■ **Work request**: Leave the images out. Give every line below again, precisely.

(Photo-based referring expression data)

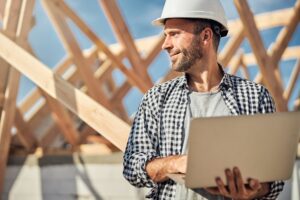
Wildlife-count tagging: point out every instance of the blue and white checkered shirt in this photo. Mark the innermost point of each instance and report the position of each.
(157, 130)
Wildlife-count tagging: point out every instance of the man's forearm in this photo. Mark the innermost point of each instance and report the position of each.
(158, 168)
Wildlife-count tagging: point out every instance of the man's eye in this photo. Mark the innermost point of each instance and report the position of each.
(173, 34)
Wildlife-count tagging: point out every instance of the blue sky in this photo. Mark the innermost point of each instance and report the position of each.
(138, 15)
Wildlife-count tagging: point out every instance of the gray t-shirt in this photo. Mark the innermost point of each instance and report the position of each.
(206, 104)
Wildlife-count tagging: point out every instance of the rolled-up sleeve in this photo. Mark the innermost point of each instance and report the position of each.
(266, 105)
(142, 145)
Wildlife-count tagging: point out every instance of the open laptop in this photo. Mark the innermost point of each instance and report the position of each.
(263, 146)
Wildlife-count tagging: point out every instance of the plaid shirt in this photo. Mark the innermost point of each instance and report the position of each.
(157, 130)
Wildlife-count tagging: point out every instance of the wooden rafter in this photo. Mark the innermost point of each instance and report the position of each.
(15, 26)
(277, 49)
(293, 79)
(271, 75)
(132, 77)
(121, 30)
(114, 129)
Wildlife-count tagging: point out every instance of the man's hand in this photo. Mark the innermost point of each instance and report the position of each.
(158, 169)
(236, 188)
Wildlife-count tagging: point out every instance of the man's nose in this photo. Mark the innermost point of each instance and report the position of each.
(167, 43)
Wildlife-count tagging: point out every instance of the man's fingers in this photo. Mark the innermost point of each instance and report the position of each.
(221, 187)
(230, 181)
(254, 184)
(239, 180)
(213, 190)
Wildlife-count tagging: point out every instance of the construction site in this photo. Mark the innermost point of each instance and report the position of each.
(65, 137)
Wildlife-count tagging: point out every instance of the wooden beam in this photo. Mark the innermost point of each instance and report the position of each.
(1, 100)
(120, 93)
(285, 34)
(49, 137)
(73, 48)
(111, 127)
(25, 134)
(10, 24)
(231, 47)
(277, 49)
(120, 28)
(245, 70)
(264, 20)
(7, 119)
(293, 79)
(271, 75)
(25, 20)
(290, 53)
(132, 77)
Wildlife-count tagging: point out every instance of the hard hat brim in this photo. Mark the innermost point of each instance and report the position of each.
(161, 22)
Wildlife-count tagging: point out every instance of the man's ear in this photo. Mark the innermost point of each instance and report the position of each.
(207, 35)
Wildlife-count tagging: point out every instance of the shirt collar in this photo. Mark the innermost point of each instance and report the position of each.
(225, 82)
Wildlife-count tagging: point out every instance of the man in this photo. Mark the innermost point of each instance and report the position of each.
(157, 142)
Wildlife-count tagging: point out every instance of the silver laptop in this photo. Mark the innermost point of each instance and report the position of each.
(263, 146)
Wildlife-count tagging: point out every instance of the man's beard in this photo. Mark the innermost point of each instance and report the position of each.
(189, 56)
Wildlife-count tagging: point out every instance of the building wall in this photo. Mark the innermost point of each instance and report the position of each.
(84, 178)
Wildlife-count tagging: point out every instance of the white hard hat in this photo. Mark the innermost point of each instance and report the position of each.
(203, 9)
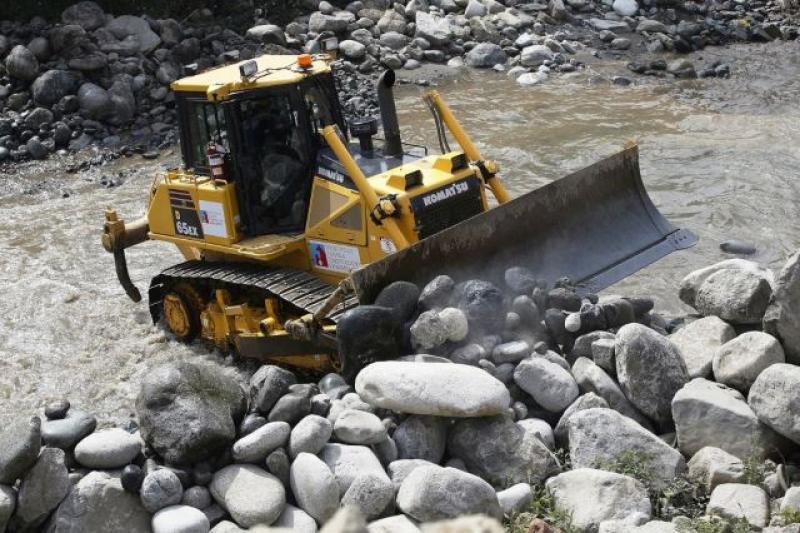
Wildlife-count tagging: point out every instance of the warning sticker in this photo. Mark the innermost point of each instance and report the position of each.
(336, 257)
(212, 216)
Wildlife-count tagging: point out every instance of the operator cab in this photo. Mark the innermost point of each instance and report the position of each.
(269, 139)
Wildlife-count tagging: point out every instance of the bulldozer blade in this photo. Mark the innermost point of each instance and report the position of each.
(596, 226)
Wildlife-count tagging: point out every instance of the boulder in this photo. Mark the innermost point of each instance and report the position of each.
(421, 437)
(66, 432)
(359, 427)
(650, 370)
(137, 29)
(347, 462)
(535, 55)
(739, 361)
(87, 15)
(267, 385)
(108, 449)
(267, 34)
(593, 379)
(699, 341)
(736, 500)
(500, 451)
(314, 487)
(41, 490)
(249, 494)
(309, 435)
(603, 435)
(435, 493)
(22, 64)
(435, 30)
(589, 400)
(775, 401)
(486, 55)
(371, 494)
(256, 446)
(782, 318)
(49, 88)
(714, 466)
(550, 385)
(180, 519)
(423, 389)
(735, 290)
(711, 414)
(99, 503)
(20, 443)
(592, 496)
(188, 412)
(160, 488)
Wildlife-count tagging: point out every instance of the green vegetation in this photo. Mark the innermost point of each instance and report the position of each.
(543, 506)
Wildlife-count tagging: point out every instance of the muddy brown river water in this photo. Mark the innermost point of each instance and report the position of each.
(720, 157)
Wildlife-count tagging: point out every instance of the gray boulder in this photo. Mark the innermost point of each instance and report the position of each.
(53, 85)
(782, 318)
(160, 488)
(650, 370)
(711, 414)
(8, 504)
(256, 446)
(486, 55)
(180, 519)
(714, 466)
(108, 449)
(99, 503)
(774, 399)
(22, 64)
(136, 29)
(188, 412)
(435, 30)
(314, 487)
(353, 426)
(347, 462)
(699, 341)
(20, 443)
(423, 389)
(66, 432)
(593, 496)
(267, 385)
(249, 494)
(371, 494)
(550, 385)
(42, 489)
(593, 379)
(735, 290)
(589, 400)
(421, 437)
(500, 451)
(434, 493)
(735, 500)
(738, 362)
(86, 14)
(603, 435)
(309, 435)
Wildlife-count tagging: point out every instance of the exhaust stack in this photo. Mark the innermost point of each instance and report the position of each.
(393, 146)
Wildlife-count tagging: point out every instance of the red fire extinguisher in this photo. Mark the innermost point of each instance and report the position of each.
(216, 161)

■ **Task result**:
Wildlife-count tagging: point out every instance of the blue and white checkered shirt in this photo. Mark the innermost point of each instance and report the position of each.
(157, 130)
Wildlife-count tagging: point out every instance of the man's forearm in this photo. Mark the innermost point of each instance and report the position of each.
(158, 168)
Wildlife-count tagging: point out every instance of the man's eye in this photo. Mark the innermost point of each instance and report the position of each.
(173, 34)
Wildlife-count tagging: point out every instance of the blue sky in this photo. Mark the innermost point of each instance and report the position of each.
(138, 15)
Wildlife-count tagging: point out every instance of the gray t-shirt in this photo. Mark the innermost point of each instance and report the position of each.
(206, 104)
Wildlife-count tagging: point out every instance of the rolled-up sleeve in this photo. Mark the innermost point of each instance and report the position of each.
(266, 105)
(142, 145)
Wildlife-count tagging: point out every instance of the open laptop in this photo. Mark the innermost point of each instance and report the position of each.
(263, 146)
Wildlife-count tagging: point out every instance of the plaid shirt in this photo. Mark the innermost point of each instance and report the position of each.
(157, 130)
Wildlife-count tagging: point out every instance of the wooden rafter in this photo. Mark the innermost point of each instance and report the position of each.
(15, 26)
(277, 49)
(293, 79)
(271, 75)
(132, 77)
(121, 30)
(114, 129)
Wildlife-count tagging: point out every instance of the man's hand in this photo. Mark the innermost point of each instance and report the position of each.
(158, 169)
(236, 188)
Wildlife-count tagging: point out every instance of the man's nose in this photo. Mark the innermost point of each instance and report the position of each.
(167, 43)
Wildlife-count tagging: point out every instance of the man's fingers in this photo. Mark the innermost point of each instance and report the position of each.
(221, 187)
(230, 181)
(254, 184)
(239, 180)
(213, 190)
Wildlife-count tagging: point out every instance of the construction site in this photo. Mark the innermost point of each instance and report the position of each.
(65, 137)
Wildlife-count tagging: point out every instance of the wooden beam in this photo. Mark the innermost point of each instance and report the position of each.
(1, 100)
(120, 93)
(285, 34)
(49, 137)
(73, 48)
(111, 127)
(25, 134)
(10, 24)
(231, 47)
(277, 49)
(120, 28)
(245, 70)
(264, 20)
(7, 119)
(293, 79)
(271, 75)
(25, 20)
(290, 53)
(132, 77)
Wildlife-count tagging: point out every instance of the hard hat brim in this photo. Mark the innermost point of each instance and report the position of each.
(161, 22)
Wildlife-count tagging: point out every instance of the man's ear in this photo. Mark the innermost point of each instance and report the position of each.
(207, 35)
Wildlife-count tagging: point out every instance of the shirt collar in this photo. Mark the innermost point of each instance and report the position of each.
(225, 82)
Wildlife-count tagging: point out every instance of the man in this photo. Mark the innermost point of each instance and report the position of each.
(157, 142)
Wildlife-count tagging: point out every instance of the silver laptop in this photo. Mark the innermost point of each instance and report the position of each.
(263, 146)
Wildlife-count tagging: point out every instance of the man's beard in this photo. Mark the innermost point of each instance and report the position of each.
(189, 56)
Wildlife-count tagging: point out every instance of the building wall in this photo. Mark the innermost point of each instance and report the position of each.
(84, 178)
Wildlife-count tagging: point out every instance of the white hard hat in this photo. Mark the innermost point of each instance and report the position of each.
(203, 9)
Wildlife-count tagging: point out every instance of the warning sticker in this photo. Mark the innermost point of each instance and report the position of each.
(336, 257)
(212, 216)
Wildlife-count tagging: point out every instance of the operator cab in this photo. Mark the innermost point of each instance and report the position of each.
(269, 139)
Wildlife-count tagging: point out every instance of the bulldozer blade in this photo. Mark the innermost point of each instance and report the position of each.
(596, 226)
Wildlife-count tagging: point out every instance of the boulder in this photo. Mark the innermost point of each instance and report the position of each.
(421, 437)
(66, 432)
(359, 427)
(650, 370)
(137, 29)
(347, 462)
(535, 55)
(739, 361)
(87, 15)
(267, 385)
(108, 449)
(267, 34)
(593, 379)
(699, 341)
(736, 500)
(500, 451)
(314, 487)
(41, 490)
(249, 494)
(309, 435)
(603, 435)
(435, 493)
(22, 64)
(435, 30)
(589, 400)
(775, 401)
(486, 55)
(371, 494)
(256, 446)
(782, 318)
(49, 88)
(714, 466)
(550, 385)
(180, 519)
(423, 389)
(735, 290)
(711, 414)
(99, 503)
(20, 443)
(592, 496)
(188, 412)
(160, 488)
Wildlife-count tagging: point out every instance of the green vegetation in this photo. Mark the innermost point of each instance and report the position of each.
(543, 506)
Wildlife-count tagging: point out every instance of the muddy brown river water in this photo. Mark the innermost point of each instance and report the position of each.
(720, 157)
Wildlife-count tagging: point out every instance of the gray boulder in this photo. Mark the innermost point of each instance and report the position of each.
(53, 85)
(782, 318)
(160, 488)
(650, 370)
(711, 414)
(8, 504)
(256, 446)
(486, 55)
(180, 519)
(714, 466)
(108, 449)
(99, 503)
(774, 399)
(22, 64)
(136, 29)
(188, 412)
(435, 30)
(314, 487)
(353, 426)
(347, 462)
(699, 341)
(20, 443)
(423, 389)
(66, 432)
(593, 496)
(267, 385)
(249, 494)
(371, 494)
(550, 385)
(42, 489)
(593, 379)
(735, 290)
(589, 400)
(421, 437)
(500, 451)
(434, 493)
(735, 500)
(738, 362)
(86, 14)
(603, 435)
(309, 435)
Wildlife-count tagging: point out every instance of the exhaust stack in this photo. Mark the innermost point of each instance and report the position of each.
(393, 146)
Wildlife-count tagging: point out every instance of the red fire extinguisher in this photo. Mark the innermost point of each instance and report the position of each.
(216, 161)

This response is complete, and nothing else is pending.